> **DATA SECTION**
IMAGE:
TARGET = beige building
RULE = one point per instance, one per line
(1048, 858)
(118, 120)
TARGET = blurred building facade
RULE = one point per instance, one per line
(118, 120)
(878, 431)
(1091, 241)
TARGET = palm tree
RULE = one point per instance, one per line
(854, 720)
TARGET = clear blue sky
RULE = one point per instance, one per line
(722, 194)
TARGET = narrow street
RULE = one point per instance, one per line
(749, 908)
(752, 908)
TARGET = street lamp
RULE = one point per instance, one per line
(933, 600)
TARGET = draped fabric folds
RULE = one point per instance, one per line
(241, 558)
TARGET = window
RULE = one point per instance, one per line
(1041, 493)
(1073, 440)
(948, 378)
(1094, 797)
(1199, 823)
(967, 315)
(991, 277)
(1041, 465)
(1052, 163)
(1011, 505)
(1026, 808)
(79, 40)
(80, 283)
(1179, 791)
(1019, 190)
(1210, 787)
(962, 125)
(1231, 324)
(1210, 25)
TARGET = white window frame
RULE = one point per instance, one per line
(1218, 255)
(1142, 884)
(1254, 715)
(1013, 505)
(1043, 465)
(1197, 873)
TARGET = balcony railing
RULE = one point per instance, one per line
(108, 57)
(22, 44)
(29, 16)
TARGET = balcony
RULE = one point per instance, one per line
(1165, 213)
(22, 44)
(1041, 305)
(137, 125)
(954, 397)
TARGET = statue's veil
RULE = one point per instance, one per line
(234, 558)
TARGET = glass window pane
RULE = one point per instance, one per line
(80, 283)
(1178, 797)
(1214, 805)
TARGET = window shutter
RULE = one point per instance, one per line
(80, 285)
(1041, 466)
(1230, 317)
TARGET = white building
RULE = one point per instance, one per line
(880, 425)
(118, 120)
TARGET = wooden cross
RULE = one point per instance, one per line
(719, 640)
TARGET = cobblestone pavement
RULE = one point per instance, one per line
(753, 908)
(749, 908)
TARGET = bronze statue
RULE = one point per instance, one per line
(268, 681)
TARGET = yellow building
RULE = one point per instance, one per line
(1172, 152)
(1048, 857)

> **GOAL OF THE EXERCISE**
Lines from the start of the material above through the line containing "TARGET = narrow street" are to be duplicated exactly, and only those.

> **RESULT OF THE TASK**
IMAGE:
TARGET = beige building
RULE = one point per instance, one per line
(1048, 858)
(118, 120)
TARGET = blurred building facade
RULE = one point per instance, one per line
(118, 120)
(878, 431)
(1091, 241)
TARGET = palm tree
RULE = one point per instance, one per line
(854, 720)
TARGET = clear blue sky
RULE = one point per instance, one per line
(722, 194)
TARGET = narrow street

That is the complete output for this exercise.